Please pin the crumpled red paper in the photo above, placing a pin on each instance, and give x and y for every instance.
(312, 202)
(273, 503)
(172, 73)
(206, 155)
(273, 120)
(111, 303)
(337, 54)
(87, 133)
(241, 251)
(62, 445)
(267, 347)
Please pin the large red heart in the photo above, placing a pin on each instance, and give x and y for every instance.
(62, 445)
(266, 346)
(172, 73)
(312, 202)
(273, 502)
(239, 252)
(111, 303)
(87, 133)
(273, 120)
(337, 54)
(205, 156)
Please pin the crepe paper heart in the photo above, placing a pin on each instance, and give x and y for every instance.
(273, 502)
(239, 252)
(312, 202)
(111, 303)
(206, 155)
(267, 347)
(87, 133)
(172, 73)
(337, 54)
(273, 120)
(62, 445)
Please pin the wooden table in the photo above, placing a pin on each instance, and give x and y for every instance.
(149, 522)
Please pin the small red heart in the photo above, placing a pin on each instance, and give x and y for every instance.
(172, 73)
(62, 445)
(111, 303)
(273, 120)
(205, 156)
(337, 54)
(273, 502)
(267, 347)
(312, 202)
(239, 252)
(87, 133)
--
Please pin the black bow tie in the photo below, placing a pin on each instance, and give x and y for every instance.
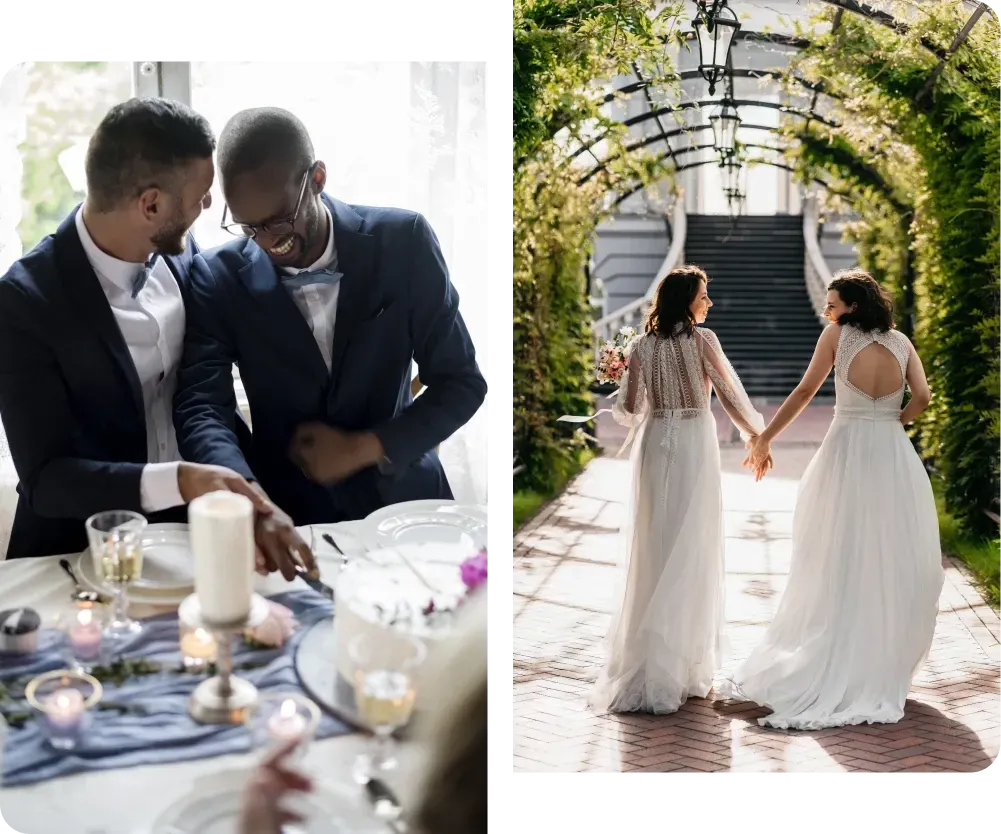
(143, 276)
---
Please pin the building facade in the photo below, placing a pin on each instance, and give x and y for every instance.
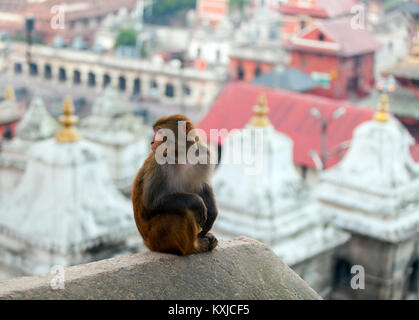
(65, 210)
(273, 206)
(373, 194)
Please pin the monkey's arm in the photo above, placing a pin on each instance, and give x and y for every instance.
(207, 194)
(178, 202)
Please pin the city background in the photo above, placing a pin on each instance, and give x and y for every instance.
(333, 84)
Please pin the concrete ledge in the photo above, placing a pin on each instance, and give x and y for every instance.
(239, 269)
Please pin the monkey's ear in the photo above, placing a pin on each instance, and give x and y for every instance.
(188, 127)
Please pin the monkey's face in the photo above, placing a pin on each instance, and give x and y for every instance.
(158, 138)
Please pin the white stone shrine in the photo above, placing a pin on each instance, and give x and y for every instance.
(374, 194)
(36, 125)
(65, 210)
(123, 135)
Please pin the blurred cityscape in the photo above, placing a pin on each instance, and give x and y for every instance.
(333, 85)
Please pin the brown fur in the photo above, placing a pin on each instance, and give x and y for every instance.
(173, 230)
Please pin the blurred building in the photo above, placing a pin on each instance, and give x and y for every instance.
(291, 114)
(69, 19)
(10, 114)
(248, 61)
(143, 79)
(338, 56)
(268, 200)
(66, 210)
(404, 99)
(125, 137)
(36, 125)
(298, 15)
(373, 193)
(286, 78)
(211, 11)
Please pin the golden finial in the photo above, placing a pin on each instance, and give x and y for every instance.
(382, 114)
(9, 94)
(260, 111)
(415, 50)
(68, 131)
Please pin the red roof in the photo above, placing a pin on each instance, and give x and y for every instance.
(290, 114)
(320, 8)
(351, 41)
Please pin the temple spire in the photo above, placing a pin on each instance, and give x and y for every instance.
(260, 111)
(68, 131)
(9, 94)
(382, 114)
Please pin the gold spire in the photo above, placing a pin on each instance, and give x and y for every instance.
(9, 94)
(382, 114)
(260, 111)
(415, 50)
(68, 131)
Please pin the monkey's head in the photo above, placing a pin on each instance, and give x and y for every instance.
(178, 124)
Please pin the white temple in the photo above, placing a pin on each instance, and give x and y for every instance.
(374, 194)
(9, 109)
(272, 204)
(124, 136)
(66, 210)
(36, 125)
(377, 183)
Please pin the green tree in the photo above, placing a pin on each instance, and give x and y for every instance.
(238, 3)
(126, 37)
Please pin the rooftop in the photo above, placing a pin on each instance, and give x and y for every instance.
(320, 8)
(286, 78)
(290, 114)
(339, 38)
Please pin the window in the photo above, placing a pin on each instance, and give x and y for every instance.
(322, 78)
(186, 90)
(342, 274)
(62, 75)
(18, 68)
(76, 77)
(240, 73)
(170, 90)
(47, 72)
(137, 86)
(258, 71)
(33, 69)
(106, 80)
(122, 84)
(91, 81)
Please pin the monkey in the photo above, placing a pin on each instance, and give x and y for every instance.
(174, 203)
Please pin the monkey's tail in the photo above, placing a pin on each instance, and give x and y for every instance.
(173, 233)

### Exercise aim
Which lines in the entries above contain the word "white"? Extract each of those lines in full, treating uppercase and lowercase as different.

### Response
Please pin the white stone shrine in the photo above, placing a pin on each instance, and give x and y for every instance.
Please pin the white temple in the photo above, placing a pin on each instance, and give x and y for every instance.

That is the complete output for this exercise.